▶ [EXERCISE DESCRIPTION]: Output exactly, please, the lines of the records below from the one containing "In the picture above, where can the distant tree" through the final line.

▶ [PROVIDED DATA]:
"""

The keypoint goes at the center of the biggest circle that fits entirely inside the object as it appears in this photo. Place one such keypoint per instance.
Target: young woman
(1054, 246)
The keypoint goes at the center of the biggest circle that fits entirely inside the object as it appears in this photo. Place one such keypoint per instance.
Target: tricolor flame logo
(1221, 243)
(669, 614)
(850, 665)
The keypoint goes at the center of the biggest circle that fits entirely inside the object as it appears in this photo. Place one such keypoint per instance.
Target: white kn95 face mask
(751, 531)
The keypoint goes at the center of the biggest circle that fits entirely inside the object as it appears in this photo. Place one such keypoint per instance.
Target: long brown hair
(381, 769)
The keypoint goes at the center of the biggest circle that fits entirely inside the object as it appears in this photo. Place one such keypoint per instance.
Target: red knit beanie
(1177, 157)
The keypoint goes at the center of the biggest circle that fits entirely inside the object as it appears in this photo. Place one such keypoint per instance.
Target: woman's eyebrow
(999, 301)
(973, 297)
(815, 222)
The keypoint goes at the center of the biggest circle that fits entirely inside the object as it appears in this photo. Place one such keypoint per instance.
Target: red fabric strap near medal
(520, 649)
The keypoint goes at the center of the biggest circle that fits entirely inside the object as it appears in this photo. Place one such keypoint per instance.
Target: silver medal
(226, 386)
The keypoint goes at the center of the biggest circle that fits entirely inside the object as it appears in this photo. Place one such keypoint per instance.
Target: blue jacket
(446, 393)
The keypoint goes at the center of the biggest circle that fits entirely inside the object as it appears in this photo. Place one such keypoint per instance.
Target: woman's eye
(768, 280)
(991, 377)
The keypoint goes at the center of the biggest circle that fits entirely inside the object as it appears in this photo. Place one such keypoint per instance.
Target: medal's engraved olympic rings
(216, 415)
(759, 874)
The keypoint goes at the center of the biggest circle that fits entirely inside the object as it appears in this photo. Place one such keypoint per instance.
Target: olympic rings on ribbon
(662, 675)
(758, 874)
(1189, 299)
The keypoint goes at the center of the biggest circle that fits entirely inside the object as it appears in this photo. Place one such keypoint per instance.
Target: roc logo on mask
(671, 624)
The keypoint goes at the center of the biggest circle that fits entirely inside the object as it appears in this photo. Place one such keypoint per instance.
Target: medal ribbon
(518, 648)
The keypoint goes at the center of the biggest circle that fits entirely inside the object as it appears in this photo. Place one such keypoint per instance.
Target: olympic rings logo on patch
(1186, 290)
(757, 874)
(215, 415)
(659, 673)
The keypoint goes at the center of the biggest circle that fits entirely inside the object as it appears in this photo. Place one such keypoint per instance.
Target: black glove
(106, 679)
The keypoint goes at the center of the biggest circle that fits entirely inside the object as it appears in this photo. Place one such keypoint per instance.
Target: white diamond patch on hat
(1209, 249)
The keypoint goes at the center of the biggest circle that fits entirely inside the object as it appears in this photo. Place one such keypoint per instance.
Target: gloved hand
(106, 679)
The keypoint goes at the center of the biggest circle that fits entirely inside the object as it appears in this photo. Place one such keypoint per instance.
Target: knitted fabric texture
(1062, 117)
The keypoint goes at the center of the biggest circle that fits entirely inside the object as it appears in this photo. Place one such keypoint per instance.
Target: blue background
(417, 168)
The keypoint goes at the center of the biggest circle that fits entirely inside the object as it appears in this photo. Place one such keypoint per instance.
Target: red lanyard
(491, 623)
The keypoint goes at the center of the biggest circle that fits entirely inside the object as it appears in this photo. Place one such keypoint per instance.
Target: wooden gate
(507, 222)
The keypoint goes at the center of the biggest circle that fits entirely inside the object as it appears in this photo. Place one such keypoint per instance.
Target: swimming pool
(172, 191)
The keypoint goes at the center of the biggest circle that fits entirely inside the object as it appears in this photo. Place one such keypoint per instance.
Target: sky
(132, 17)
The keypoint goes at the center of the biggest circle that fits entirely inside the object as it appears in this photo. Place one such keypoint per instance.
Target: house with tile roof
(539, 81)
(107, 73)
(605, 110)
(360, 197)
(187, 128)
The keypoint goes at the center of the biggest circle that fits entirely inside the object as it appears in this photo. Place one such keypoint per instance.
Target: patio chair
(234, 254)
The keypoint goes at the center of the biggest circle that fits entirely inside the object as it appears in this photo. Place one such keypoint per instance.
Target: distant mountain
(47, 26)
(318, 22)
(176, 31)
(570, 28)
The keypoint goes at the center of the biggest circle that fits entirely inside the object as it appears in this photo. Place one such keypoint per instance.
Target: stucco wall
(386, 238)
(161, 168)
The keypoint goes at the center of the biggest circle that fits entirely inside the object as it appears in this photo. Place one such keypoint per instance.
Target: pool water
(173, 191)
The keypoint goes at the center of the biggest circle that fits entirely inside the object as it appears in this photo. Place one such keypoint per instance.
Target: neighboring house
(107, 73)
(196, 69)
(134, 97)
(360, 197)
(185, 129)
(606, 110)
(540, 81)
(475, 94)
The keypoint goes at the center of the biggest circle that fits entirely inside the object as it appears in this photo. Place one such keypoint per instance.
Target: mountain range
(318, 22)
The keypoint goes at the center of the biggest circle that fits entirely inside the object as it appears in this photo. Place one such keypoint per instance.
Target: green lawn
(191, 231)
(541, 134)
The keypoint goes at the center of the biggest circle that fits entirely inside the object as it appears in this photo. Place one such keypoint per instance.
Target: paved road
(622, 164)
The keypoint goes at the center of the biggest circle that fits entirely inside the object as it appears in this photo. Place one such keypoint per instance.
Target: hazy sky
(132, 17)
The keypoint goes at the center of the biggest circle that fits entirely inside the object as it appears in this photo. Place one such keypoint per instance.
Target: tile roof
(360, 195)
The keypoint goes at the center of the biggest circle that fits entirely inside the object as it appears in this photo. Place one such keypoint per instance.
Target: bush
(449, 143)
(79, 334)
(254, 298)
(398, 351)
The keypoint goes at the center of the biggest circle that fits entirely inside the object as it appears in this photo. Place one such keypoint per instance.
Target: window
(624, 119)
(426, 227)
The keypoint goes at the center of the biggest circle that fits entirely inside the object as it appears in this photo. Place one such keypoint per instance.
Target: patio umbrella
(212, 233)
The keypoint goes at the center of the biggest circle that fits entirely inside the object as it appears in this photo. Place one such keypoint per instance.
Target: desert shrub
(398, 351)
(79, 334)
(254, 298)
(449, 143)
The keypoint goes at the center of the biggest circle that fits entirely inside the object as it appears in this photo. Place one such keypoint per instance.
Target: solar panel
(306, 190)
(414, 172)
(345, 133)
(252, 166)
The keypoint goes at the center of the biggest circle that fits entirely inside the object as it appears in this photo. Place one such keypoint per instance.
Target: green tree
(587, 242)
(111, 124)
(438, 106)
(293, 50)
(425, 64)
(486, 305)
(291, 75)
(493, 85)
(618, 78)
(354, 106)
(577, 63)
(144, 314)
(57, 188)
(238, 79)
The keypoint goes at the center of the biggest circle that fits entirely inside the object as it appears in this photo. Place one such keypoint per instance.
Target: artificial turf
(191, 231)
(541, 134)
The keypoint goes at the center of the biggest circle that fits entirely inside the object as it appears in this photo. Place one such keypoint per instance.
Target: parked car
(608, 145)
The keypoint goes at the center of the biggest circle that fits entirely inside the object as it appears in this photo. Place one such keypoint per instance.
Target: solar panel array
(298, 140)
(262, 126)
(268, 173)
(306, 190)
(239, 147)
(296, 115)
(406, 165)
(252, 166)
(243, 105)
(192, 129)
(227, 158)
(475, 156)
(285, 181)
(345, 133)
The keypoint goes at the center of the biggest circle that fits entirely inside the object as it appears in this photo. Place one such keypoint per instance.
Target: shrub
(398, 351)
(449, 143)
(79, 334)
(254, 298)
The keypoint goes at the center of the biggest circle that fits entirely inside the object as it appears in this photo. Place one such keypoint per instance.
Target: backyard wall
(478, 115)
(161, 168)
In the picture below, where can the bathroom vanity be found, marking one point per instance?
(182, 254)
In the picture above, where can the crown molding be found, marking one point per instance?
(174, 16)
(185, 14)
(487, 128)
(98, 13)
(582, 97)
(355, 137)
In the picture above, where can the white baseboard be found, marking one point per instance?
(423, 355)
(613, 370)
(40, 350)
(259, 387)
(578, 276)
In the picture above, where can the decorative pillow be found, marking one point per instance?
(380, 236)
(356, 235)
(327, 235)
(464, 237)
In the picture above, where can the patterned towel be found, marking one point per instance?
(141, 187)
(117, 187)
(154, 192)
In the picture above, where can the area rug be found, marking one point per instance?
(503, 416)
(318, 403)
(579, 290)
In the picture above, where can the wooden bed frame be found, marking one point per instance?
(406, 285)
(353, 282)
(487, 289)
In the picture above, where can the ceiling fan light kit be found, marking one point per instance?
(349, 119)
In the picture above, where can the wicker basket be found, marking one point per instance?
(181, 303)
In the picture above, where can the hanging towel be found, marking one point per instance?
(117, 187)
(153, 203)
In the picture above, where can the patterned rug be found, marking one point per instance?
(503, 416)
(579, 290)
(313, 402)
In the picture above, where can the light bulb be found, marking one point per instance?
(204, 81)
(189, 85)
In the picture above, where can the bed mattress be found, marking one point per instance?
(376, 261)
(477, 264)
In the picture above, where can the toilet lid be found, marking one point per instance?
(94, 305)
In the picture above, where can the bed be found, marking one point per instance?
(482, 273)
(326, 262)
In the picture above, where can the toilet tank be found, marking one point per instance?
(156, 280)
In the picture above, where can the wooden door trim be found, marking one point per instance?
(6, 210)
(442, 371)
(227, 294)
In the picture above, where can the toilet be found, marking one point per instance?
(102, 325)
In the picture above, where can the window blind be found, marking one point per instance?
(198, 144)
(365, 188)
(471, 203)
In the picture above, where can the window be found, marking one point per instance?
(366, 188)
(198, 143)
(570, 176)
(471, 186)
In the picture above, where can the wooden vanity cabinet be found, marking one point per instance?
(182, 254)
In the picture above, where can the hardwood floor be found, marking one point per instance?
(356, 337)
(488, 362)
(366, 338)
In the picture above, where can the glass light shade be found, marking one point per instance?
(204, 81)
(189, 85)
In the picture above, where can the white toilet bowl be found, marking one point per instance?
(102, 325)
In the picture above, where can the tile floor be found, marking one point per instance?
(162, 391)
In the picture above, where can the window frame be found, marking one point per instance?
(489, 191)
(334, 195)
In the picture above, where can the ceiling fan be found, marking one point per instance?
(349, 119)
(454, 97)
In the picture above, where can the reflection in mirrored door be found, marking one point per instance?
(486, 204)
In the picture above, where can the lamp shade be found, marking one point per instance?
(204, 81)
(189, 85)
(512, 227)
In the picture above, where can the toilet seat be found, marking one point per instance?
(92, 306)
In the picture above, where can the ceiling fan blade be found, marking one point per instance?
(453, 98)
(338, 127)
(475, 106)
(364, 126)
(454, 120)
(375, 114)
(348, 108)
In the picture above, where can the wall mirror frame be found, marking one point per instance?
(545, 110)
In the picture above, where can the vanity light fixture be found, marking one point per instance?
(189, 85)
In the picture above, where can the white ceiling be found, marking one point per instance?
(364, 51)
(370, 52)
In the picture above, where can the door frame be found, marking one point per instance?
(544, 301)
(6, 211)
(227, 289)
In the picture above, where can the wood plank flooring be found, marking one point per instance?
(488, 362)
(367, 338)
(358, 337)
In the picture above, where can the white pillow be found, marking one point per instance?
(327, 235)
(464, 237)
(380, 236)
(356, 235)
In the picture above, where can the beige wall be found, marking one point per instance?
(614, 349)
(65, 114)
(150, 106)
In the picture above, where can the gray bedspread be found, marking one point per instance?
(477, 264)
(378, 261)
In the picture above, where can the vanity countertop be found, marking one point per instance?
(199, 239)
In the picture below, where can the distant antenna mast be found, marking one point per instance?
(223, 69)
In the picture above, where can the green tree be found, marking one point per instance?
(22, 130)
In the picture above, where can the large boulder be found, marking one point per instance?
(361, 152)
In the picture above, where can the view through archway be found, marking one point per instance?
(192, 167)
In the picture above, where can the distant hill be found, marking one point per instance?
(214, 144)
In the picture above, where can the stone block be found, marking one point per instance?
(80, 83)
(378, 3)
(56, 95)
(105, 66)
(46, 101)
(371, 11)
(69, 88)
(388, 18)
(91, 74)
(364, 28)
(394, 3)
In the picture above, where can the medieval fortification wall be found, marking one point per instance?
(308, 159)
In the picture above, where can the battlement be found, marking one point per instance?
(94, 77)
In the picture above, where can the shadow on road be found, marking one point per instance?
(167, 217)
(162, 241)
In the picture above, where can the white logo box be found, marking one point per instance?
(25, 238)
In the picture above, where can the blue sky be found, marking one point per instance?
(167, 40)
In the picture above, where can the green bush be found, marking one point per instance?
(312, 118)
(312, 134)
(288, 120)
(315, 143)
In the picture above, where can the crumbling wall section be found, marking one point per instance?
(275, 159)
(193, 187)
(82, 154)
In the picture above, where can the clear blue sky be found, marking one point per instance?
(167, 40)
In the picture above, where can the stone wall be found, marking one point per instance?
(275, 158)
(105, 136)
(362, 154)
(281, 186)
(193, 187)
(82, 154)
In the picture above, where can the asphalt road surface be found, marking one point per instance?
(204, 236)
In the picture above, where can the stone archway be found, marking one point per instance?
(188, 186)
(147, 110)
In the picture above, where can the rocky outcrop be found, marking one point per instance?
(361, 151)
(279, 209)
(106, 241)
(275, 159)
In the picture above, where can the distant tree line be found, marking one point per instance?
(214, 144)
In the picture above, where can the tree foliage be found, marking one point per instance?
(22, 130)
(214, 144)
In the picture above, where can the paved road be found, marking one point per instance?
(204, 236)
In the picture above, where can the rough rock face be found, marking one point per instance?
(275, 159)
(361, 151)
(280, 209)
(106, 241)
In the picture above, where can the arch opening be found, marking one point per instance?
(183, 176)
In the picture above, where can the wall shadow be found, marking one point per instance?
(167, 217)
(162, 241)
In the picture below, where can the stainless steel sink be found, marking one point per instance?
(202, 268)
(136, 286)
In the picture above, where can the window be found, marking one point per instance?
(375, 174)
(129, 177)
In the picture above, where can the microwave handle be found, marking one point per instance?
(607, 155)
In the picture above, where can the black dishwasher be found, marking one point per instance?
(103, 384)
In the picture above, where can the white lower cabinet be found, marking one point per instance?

"""

▶ [SOLUTION FOR THIS PROBLEM]:
In the picture above, where can the distant tree line be found, marking one point per instance?
(214, 144)
In the picture above, where can the tree foliage be found, marking one point per instance?
(22, 130)
(214, 144)
In the picture above, where can the paved road be found, marking one point per instance?
(204, 236)
In the picture above, where can the rough rock face be found, marking one point per instance?
(275, 159)
(361, 151)
(280, 209)
(106, 241)
In the picture above, where can the arch opening be found, marking one point per instance?
(183, 176)
In the picture above, where can the wall shadow be found, marking one point per instance?
(167, 217)
(162, 241)
In the picture below, where can the stainless steel sink be found, marking one point per instance?
(202, 268)
(136, 286)
In the picture above, where can the window be found, marking one point per instance?
(375, 174)
(129, 177)
In the picture above, where can the microwave handle be found, marking one point per instance?
(607, 155)
In the picture above, where can the black dishwasher be found, marking one point per instance?
(103, 384)
In the picture above, where can the white lower cabinet be found, marking one point per instance?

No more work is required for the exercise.